Gösterilen Metin —
________

MHPSS Müdahaleleriyle Travmanın Kuşaktan Kuşağa Aktarılması Önlenebilir
Ruh sağlığı ve psikososyal destek çalışmaları (MHPSS), bireylerin ve toplulukların travmaya verdiği tepkileri tanımayı, bu tepkilerle başa çıkmalarına yardımcı olmayı, yeniden bağ kurmalarını desteklemeyi ve iyileşme süreçlerine katkı sunmayı hedefleyen bir alan olarak öne çıkıyor. Bu kapsamda psikolojik ilk yardım, bireysel danışmanlık, grup temelli destekler, toplum temelli etkinlikler, bilgilendirme ve psiko-eğitim çalışmaları, koruma hizmetlerine yönlendirme ve temel sağlık hizmetlerine erişim gibi çok yönlü müdahaleler uygulanıyor.
Varol, müdahalelerin sistematik, koordineli ve zamanında sunulmasının psikolojik belirtilerin kronikleşmesini, temel yaşam işlevlerinin bozulmasını ve travmanın kuşaktan kuşağa aktarılmasını önlemede kritik rol oynadığını ifade etti.
MHPSS uygulamalarının, kriz sonrası akut stres belirtilerini hafifletmek ve uzun vadeli ruh sağlığı sorunlarının gelişmesini önlemek açısından hayati önem taşıdığını vurgulayan Varol, aynı zamanda toplumun genel iyilik halini desteklediğini ve sosyal dayanışma yapısının güçlenmesine katkı sağladığını belirtti. Etkin bir MHPSS çalışmasının afet öncesi hazırlık aşamasından itibaren başlaması gerektiğini, ruh sağlığı hizmetlerinin afet hazırlık ve müdahale planlarına entegre edilmesinin, toplumların gelecekteki krizlere karşı daha dirençli hale gelmesini sağladığını söyledi.

________

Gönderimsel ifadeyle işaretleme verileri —
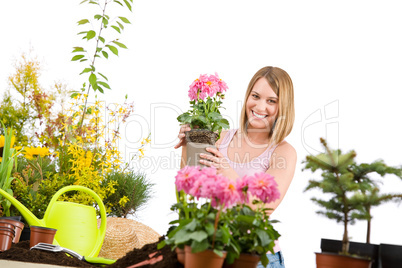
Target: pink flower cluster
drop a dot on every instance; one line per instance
(206, 183)
(206, 85)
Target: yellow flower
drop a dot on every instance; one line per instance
(31, 152)
(141, 151)
(3, 141)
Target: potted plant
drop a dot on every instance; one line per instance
(338, 181)
(369, 197)
(250, 224)
(7, 160)
(203, 227)
(204, 117)
(214, 215)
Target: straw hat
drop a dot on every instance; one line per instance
(123, 235)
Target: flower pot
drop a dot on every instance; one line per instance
(390, 256)
(203, 259)
(6, 237)
(197, 141)
(180, 255)
(332, 260)
(18, 228)
(41, 235)
(244, 261)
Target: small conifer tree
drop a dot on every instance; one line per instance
(352, 192)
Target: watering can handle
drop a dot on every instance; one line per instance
(102, 229)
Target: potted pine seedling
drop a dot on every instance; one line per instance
(338, 182)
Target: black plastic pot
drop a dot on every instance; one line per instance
(390, 256)
(361, 249)
(25, 234)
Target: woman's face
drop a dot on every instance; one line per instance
(261, 106)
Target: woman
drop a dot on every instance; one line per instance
(266, 120)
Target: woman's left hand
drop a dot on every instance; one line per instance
(216, 160)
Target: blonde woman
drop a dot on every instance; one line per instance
(259, 144)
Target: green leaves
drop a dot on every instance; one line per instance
(103, 46)
(125, 20)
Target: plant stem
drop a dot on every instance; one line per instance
(216, 225)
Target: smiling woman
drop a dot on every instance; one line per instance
(33, 152)
(266, 119)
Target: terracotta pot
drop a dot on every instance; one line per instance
(332, 260)
(203, 259)
(6, 237)
(244, 261)
(180, 255)
(41, 235)
(25, 234)
(18, 228)
(195, 148)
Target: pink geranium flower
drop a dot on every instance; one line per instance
(228, 194)
(242, 188)
(264, 187)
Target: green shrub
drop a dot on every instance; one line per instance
(133, 191)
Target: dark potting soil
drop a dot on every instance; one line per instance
(21, 252)
(202, 136)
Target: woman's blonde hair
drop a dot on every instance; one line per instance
(282, 85)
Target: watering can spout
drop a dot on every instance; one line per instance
(28, 215)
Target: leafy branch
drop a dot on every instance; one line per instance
(97, 80)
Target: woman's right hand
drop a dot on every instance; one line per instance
(182, 135)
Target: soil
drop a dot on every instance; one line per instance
(201, 136)
(163, 258)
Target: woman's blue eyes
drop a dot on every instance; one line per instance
(257, 97)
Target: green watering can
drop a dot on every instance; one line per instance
(76, 224)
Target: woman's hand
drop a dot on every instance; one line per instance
(182, 135)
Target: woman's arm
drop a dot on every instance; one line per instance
(282, 167)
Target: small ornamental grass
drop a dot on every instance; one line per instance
(206, 94)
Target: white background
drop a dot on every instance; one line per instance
(345, 59)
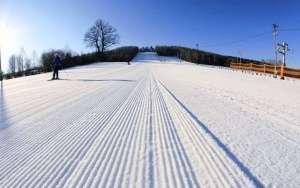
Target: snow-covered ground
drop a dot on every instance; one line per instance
(151, 124)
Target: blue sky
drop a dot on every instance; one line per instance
(40, 25)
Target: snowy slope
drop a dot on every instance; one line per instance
(156, 123)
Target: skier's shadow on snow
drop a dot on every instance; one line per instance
(105, 80)
(228, 152)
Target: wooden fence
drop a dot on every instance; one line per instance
(270, 69)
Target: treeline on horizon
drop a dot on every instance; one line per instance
(199, 56)
(125, 54)
(121, 54)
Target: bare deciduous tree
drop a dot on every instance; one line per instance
(101, 36)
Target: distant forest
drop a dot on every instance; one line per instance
(199, 56)
(123, 54)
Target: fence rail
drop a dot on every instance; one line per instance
(269, 69)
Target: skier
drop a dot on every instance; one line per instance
(56, 65)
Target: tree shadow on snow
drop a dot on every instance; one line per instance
(229, 153)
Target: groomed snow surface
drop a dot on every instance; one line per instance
(151, 124)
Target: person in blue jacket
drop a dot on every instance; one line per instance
(56, 66)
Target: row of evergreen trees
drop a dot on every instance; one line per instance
(126, 54)
(198, 56)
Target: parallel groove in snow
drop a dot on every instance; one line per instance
(118, 127)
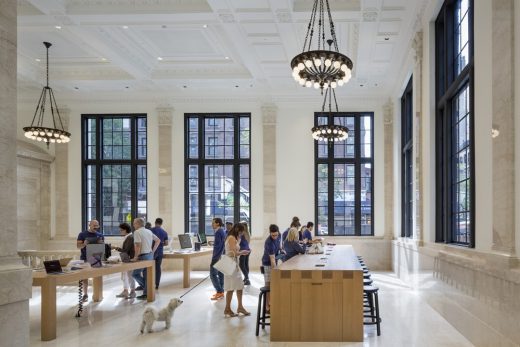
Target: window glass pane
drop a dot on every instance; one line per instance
(323, 200)
(117, 136)
(345, 149)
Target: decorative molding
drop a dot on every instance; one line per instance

________

Görev Listesi —
A: MHPSS konulu metne göre Varol, etkin bir MHPSS çalışmasının hangi aşamadan itibaren başlaması gerektiğini söylüyor?
B: MHPSS müdahaleleri üzerine yazılmış metni, bittiği noktadan devam ettirerek yazın.

Sıralı Cevaplar —
A: Afet öncesi hazırlık aşamasından itibaren başlaması gerektiğini söylüyor.

B:
"Afet ve Acil Durumlarda Sahaya Olabilecek En Hızlı ve Doğru Zamanda Çıkıyoruz"
Maya Vakfı Kıdemli Klinik Koordinasyon Sorumlusu ve Klinik Psikolog Melisa Varol, vakıf olarak afet ve acil durumlarda mümkün olan en kısa sürede sahaya çıktıklarını ve akut dönemde psikososyal destek çalışmalarını hızla devreye aldıklarını belirtti. Varol, “Afet ve acil durumlarda öncelik tabii ki can kaybının önüne geçilmesi ve temel ihtiyaçların giderilmesi oluyor. Bizler de bu akut dönemde ‘İzle-Dinle-Bağ Kur’ yaklaşımıyla sunduğumuz psikolojik ilk yardım ile, bireyler için güvenli bir alan sağlarken duygusal dengeyi destekliyor ve ihtiyaçların fark edilmesini kolaylaştırıyoruz. Fiziksel desteğe ihtiyaç duyan kişileri ilgili kurumlara yönlendirerek bir köprü işlevi görüyoruz. Bu sayede bireyler ihtiyaç duydukları hizmetlere zamanında erişebiliyor” şeklinde konuştu.
Orta ve uzun vadede ise daha kişiselleştirilmiş destek programlarıyla sahada aktif biçimde çalışmalarını sürdürdüklerini dile getiren Varol, Türkiye’nin farklı bölgelerinde yaşanmakta olan orman yangınları nedeniyle ekiplerinin hazır beklediğini ve afetten etkilenen bireylere destek sunmaya devam ettiklerini aktardı. Varol, tüm bu çabaların, afet sonrası iyileşme sürecinin temel bir parçası olan ruh sağlığı ve psikososyal destek çalışmalarını kapsadığını ve bu çalışmaların yalnızca psikiyatrik bozuklukları önlemeyi değil aynı zamanda insan onurunu, güvenlik hissini, aidiyet duygusunu ve umudu yeniden inşa etmeyi hedeflediğini vurguladı. Son olarak, afet müdahale sistemlerinde bu bileşenin yer almasının hem insani hem de yapısal bir gereklilik olarak öne çıktığını belirtti.